[Work item]
Every line of the listing that contains the word "tight" is to be copied out.

[Data for this task]

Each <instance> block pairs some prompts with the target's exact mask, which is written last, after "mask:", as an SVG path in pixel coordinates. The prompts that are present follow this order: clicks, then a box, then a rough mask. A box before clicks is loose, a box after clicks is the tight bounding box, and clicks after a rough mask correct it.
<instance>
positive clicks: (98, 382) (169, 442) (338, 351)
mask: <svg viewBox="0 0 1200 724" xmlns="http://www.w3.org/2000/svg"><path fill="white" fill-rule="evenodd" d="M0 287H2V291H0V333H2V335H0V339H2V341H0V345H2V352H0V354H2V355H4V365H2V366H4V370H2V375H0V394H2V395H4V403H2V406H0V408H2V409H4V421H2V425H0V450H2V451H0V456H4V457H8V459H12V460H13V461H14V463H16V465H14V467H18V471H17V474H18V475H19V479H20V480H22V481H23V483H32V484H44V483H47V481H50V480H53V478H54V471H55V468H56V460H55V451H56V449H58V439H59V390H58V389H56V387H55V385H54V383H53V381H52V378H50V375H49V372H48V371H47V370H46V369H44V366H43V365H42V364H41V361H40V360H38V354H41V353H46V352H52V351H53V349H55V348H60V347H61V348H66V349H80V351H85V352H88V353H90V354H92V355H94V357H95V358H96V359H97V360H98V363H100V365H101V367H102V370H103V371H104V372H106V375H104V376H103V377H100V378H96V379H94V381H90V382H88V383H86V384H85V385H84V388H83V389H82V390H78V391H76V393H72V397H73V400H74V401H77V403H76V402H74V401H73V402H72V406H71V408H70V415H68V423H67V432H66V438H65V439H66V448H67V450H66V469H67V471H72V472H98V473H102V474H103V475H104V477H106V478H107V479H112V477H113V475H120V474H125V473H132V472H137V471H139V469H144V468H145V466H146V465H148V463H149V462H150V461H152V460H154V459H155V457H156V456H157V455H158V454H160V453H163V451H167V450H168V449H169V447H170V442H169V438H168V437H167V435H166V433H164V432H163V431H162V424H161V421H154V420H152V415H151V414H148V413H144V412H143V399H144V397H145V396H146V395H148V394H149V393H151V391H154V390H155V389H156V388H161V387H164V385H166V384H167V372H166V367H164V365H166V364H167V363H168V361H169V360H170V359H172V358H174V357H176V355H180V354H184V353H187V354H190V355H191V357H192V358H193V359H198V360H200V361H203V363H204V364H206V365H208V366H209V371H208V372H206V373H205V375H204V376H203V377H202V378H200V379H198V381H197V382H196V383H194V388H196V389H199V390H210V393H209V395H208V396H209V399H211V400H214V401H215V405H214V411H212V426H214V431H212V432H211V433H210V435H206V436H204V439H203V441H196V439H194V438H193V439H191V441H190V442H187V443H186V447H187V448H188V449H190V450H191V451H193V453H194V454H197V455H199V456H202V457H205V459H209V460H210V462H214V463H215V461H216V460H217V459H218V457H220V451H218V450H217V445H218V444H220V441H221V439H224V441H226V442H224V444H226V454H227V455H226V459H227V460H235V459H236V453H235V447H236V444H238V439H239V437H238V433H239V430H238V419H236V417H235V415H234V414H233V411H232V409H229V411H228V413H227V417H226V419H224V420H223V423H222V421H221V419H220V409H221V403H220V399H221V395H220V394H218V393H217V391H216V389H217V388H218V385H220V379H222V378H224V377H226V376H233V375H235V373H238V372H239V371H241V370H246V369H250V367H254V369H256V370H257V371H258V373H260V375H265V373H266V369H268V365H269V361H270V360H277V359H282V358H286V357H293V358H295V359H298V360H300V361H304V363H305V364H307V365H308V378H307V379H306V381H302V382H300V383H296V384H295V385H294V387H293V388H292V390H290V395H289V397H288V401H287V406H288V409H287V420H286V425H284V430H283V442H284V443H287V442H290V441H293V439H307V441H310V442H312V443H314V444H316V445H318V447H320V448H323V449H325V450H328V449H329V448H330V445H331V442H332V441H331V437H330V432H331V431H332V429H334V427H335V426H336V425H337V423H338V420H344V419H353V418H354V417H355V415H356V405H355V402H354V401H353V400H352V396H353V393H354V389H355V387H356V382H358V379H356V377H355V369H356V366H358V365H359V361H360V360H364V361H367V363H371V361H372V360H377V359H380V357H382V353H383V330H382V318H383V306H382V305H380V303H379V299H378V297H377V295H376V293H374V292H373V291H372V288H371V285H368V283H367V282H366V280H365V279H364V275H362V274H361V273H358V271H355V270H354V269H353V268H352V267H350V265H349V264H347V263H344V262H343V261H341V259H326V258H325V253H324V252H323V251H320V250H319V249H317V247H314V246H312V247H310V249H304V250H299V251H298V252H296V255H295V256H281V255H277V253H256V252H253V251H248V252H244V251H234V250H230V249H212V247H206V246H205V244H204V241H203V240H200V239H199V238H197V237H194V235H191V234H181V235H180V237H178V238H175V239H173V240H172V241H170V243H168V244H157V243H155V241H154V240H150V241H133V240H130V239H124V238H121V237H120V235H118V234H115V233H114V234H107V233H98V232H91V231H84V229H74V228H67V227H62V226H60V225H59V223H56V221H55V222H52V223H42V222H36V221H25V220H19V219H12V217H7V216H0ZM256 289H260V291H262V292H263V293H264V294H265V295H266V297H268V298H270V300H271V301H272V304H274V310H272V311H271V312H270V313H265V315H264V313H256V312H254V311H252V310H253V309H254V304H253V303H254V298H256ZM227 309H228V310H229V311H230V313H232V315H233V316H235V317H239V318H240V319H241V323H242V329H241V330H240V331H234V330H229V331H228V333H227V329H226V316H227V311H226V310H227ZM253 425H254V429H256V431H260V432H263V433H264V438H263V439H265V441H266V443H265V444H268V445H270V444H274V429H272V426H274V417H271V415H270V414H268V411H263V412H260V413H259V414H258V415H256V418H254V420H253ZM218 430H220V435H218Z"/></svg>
--
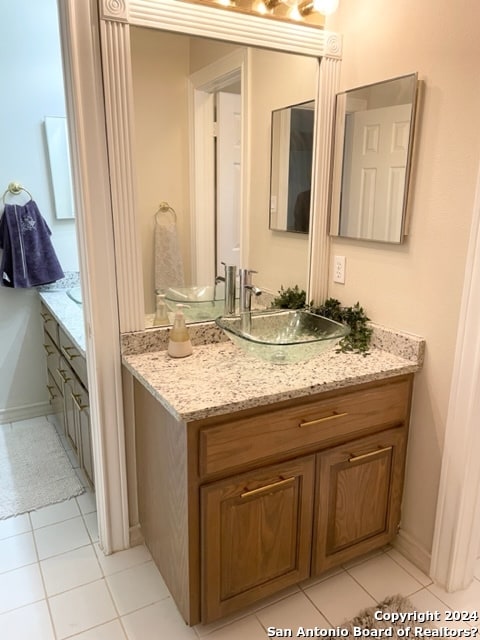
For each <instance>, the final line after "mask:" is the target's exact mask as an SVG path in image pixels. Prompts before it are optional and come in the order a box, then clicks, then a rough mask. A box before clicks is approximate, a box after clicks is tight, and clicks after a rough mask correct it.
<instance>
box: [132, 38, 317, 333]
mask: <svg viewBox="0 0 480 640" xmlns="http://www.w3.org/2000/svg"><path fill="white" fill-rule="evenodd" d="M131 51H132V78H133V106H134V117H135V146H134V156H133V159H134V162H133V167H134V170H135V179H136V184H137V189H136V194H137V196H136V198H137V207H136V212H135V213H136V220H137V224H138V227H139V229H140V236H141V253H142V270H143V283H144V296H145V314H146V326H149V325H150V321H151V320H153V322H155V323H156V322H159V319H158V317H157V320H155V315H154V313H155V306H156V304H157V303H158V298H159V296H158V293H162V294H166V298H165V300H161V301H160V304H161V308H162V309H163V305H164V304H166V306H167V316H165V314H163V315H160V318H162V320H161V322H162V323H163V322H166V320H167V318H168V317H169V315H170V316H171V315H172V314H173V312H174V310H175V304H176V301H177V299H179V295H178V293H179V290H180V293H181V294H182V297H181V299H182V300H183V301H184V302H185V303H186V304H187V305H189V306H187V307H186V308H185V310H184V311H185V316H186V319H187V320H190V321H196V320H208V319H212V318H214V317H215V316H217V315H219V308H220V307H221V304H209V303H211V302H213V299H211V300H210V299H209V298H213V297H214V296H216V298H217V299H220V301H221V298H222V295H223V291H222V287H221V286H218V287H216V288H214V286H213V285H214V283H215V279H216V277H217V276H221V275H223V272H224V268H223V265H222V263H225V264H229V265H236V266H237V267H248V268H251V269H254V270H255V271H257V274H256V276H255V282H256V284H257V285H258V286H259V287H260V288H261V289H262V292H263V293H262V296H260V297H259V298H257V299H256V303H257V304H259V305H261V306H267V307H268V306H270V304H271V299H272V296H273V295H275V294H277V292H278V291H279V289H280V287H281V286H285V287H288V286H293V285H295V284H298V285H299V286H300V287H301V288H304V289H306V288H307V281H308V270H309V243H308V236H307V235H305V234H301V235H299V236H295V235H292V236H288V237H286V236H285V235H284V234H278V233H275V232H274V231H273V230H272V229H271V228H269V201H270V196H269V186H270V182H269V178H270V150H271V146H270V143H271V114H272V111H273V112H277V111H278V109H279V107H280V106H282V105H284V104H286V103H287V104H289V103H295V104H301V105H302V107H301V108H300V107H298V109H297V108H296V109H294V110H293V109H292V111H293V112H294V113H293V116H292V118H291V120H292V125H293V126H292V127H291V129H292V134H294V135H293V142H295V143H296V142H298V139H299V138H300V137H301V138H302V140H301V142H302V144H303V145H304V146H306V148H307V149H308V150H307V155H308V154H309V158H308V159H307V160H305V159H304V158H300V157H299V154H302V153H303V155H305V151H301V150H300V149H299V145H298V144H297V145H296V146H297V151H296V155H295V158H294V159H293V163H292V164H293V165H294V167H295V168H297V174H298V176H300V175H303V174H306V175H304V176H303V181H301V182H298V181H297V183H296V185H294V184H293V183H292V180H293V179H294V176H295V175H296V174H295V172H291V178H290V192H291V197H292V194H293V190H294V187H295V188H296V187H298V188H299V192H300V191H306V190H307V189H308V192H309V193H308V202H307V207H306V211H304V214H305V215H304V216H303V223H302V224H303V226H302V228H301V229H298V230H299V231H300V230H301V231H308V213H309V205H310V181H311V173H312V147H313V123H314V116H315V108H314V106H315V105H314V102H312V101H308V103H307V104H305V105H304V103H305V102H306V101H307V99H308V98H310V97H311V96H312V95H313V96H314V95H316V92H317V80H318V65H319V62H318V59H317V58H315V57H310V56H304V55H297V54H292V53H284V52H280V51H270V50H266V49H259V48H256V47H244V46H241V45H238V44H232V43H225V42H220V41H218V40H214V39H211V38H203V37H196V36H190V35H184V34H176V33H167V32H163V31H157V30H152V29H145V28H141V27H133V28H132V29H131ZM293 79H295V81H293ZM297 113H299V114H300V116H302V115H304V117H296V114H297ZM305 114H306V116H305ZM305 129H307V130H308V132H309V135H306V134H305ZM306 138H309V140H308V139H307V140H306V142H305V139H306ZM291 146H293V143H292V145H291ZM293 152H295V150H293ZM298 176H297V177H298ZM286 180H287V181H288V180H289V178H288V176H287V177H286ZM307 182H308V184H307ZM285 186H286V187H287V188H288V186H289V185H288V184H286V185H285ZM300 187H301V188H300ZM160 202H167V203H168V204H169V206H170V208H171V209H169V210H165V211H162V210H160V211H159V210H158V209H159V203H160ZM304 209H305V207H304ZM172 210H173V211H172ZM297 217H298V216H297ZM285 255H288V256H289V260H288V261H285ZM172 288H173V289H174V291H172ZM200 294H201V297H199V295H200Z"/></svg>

[Task result]
Each <instance> block pairs some prompts with the target's exact mask, which is written last, after "mask:", as an SVG path in pixel coordinates. The prompts that are present follow this order: clicks, then a box, then a rough mask. A box before clicks is loose, a box after clicks is the tight bounding box, and clicks after a rough mask correct it.
For each <instance>, the final line after "mask:" is the target's exact mask as an SVG path in image pixels. Prompts before it are optional and come in the order a box, then clicks, then a rough mask. A box before clicks is approximate, a box after clicks is tight, and clicks after a rough mask correct it.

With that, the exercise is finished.